[Image-grounded pointing data]
[Start of Attachment]
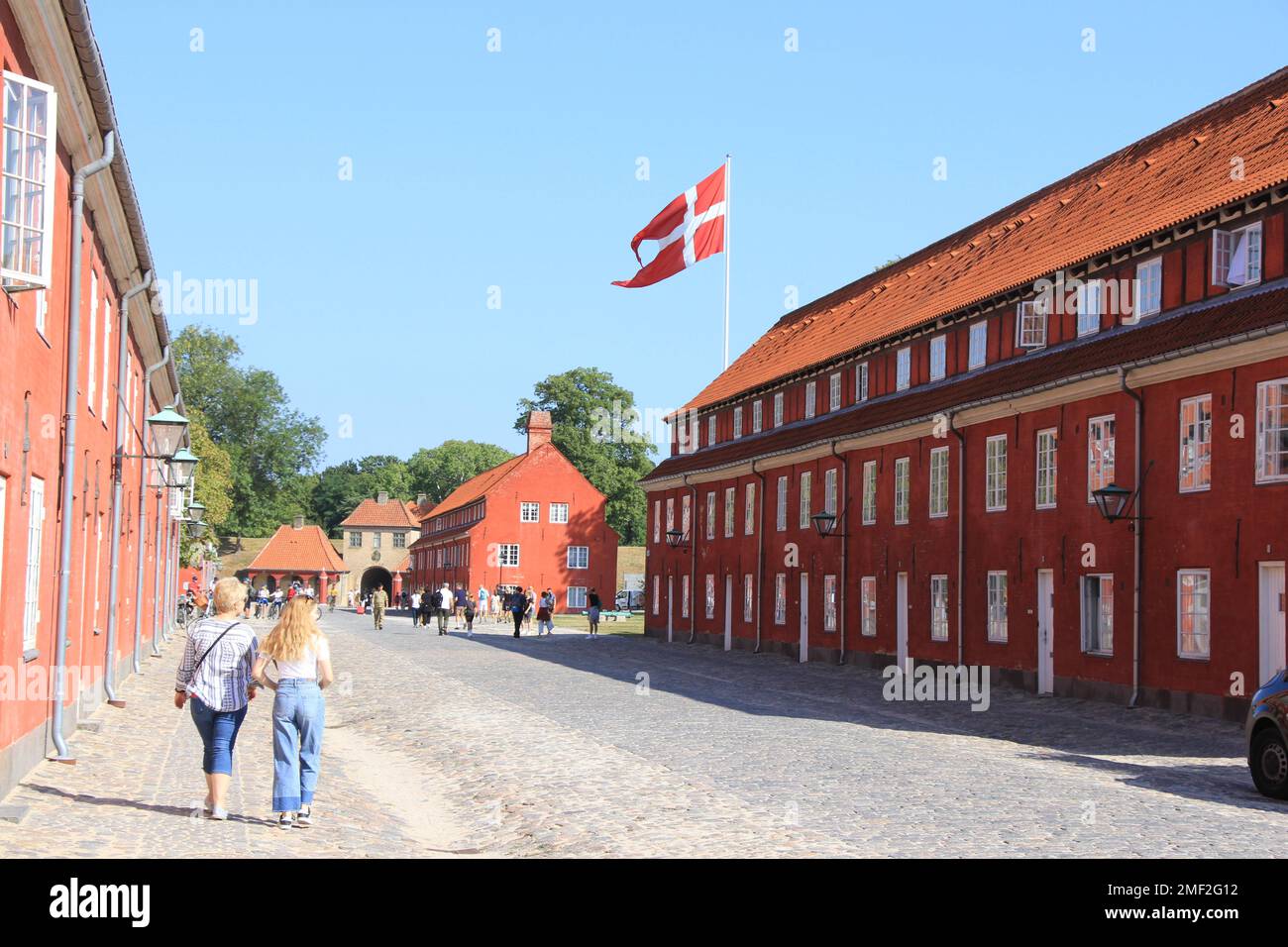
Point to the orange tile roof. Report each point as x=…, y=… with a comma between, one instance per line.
x=391, y=513
x=1173, y=174
x=297, y=551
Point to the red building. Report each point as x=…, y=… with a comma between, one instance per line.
x=532, y=521
x=76, y=382
x=953, y=414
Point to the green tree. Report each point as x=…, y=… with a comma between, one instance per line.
x=583, y=403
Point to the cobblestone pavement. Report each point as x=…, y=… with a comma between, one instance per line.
x=629, y=746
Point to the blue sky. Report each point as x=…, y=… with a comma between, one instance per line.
x=516, y=169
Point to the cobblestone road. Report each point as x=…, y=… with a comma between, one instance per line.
x=627, y=746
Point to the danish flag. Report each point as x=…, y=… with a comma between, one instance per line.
x=690, y=228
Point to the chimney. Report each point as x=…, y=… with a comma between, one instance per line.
x=539, y=429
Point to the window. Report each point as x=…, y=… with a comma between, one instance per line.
x=1273, y=431
x=870, y=492
x=1149, y=286
x=1098, y=615
x=868, y=605
x=1100, y=454
x=1046, y=470
x=997, y=605
x=902, y=468
x=1196, y=464
x=1236, y=257
x=938, y=357
x=978, y=346
x=805, y=499
x=829, y=603
x=939, y=608
x=995, y=495
x=1091, y=299
x=26, y=232
x=1193, y=613
x=903, y=368
x=939, y=482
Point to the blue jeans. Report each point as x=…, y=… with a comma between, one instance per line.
x=218, y=729
x=299, y=714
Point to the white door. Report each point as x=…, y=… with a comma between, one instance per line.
x=1046, y=634
x=804, y=642
x=901, y=621
x=1271, y=608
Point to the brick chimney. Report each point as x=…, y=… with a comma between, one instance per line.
x=539, y=429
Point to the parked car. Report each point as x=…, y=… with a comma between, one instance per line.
x=1267, y=737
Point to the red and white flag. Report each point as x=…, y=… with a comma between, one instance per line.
x=690, y=228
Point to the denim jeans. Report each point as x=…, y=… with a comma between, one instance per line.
x=299, y=714
x=218, y=729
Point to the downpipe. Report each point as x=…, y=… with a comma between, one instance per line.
x=64, y=544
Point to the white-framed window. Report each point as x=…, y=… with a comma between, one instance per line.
x=1100, y=454
x=868, y=605
x=26, y=231
x=1196, y=460
x=1091, y=305
x=806, y=510
x=1098, y=615
x=939, y=608
x=1149, y=286
x=978, y=354
x=903, y=368
x=995, y=480
x=870, y=492
x=1273, y=431
x=829, y=603
x=997, y=605
x=1193, y=613
x=902, y=474
x=938, y=357
x=938, y=482
x=1236, y=257
x=1046, y=470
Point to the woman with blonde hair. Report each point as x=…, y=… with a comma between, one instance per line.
x=301, y=657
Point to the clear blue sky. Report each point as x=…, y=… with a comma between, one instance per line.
x=518, y=169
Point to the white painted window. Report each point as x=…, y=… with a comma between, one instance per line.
x=1236, y=257
x=1196, y=462
x=997, y=605
x=1098, y=615
x=1193, y=613
x=1046, y=470
x=995, y=486
x=1100, y=454
x=26, y=232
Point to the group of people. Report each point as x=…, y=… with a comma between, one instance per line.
x=223, y=667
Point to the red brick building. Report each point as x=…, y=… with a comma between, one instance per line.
x=69, y=390
x=956, y=414
x=532, y=521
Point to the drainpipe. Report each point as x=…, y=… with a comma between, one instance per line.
x=1137, y=549
x=119, y=487
x=64, y=548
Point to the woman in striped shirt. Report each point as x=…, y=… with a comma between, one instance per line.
x=215, y=674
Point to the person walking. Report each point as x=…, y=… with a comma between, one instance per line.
x=215, y=674
x=301, y=659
[End of Attachment]
> WORK TO COMPLETE
Could you write out the records again exactly, without any of their pictures?

> WRITTEN RESPONSE
Point to the orange tile roof. Report each point as x=…, y=… with a comma between, one instance per line.
x=391, y=513
x=1173, y=174
x=297, y=551
Point to the red building. Report each point as x=…, y=… with a comma between, one instance per line.
x=532, y=521
x=76, y=382
x=953, y=414
Point to the green tree. Report each point as x=…, y=… with a comma between, one instance per line.
x=583, y=403
Point to the cobblestone pavement. Report each point as x=…, y=… with a comma between, one instance per line.
x=629, y=746
Point to the blue sky. Report each point as x=…, y=… with a comma between, one instance per line.
x=516, y=169
Point to the cobblestone road. Report each point as x=…, y=… with a comma between, one instance per line.
x=627, y=746
Point to the danish flag. Report each point as x=…, y=… with a comma between, one instance per line.
x=690, y=228
Point to the chimney. Report each point as x=…, y=… with a comma between, one instance per line.
x=539, y=429
Point to the window. Report each point as x=…, y=… with a comma between, one instance per line.
x=1273, y=431
x=870, y=492
x=1149, y=286
x=1098, y=615
x=868, y=605
x=1100, y=454
x=1046, y=470
x=997, y=605
x=902, y=468
x=1196, y=464
x=1236, y=257
x=938, y=357
x=978, y=346
x=805, y=499
x=829, y=603
x=939, y=608
x=995, y=495
x=1091, y=299
x=26, y=232
x=1193, y=613
x=903, y=368
x=939, y=482
Point to the blue jeans. Report each point as x=…, y=… with a comma between, one instance per line.
x=218, y=729
x=299, y=714
Point to the white door. Report each point as x=…, y=… with a comma between, one instance per line.
x=1046, y=634
x=804, y=642
x=901, y=621
x=1271, y=608
Point to the brick chimney. Report each point as x=…, y=… with a comma between, one instance per line.
x=539, y=429
Point to the parked car. Report each point as x=…, y=… with a comma between, one instance per line.
x=1267, y=737
Point to the red and white flag. Report each point as x=…, y=… with a comma between, one instance per line.
x=690, y=228
Point to the denim jeans. Report each point as x=…, y=… with a comma between, one instance per line.
x=299, y=714
x=218, y=729
Point to the downpipe. Report each point as x=…, y=… with a comma between, one instance per line.
x=64, y=544
Point to the white-framed window. Report each point as x=…, y=… with a comma between, one instance per line.
x=1100, y=454
x=868, y=605
x=26, y=231
x=1196, y=460
x=1091, y=305
x=806, y=510
x=1098, y=615
x=939, y=608
x=1149, y=286
x=978, y=354
x=903, y=368
x=995, y=480
x=870, y=492
x=1273, y=431
x=829, y=603
x=997, y=605
x=1193, y=613
x=902, y=474
x=938, y=357
x=938, y=482
x=1236, y=257
x=1046, y=470
Point to the woman with blonde hair. Report each point as x=…, y=… with a comma between, one instance per line.
x=301, y=657
Point to the clear blue sky. Report each point as x=…, y=… with a comma between, one instance per line.
x=518, y=169
Point to the white painted window. Report each point as x=…, y=… with a comma between, one instance per line.
x=1236, y=257
x=1196, y=462
x=997, y=605
x=1098, y=615
x=1193, y=613
x=1046, y=470
x=995, y=486
x=1100, y=454
x=26, y=232
Point to the group of people. Report each point as x=…, y=… with a comma between, one instance per line.
x=223, y=667
Point to the red brick building. Report each point as x=…, y=… with a comma between, one instance per line.
x=69, y=390
x=956, y=414
x=532, y=521
Point to the drainpipe. Report each point as x=…, y=… with a comma between, one instance per line.
x=1137, y=549
x=119, y=487
x=64, y=548
Point to the woman in striped shirt. Report each point as x=…, y=… with a comma between, one instance per line.
x=215, y=674
Point to the person walking. Report each point as x=…, y=… with a comma between, one instance per line.
x=215, y=674
x=301, y=659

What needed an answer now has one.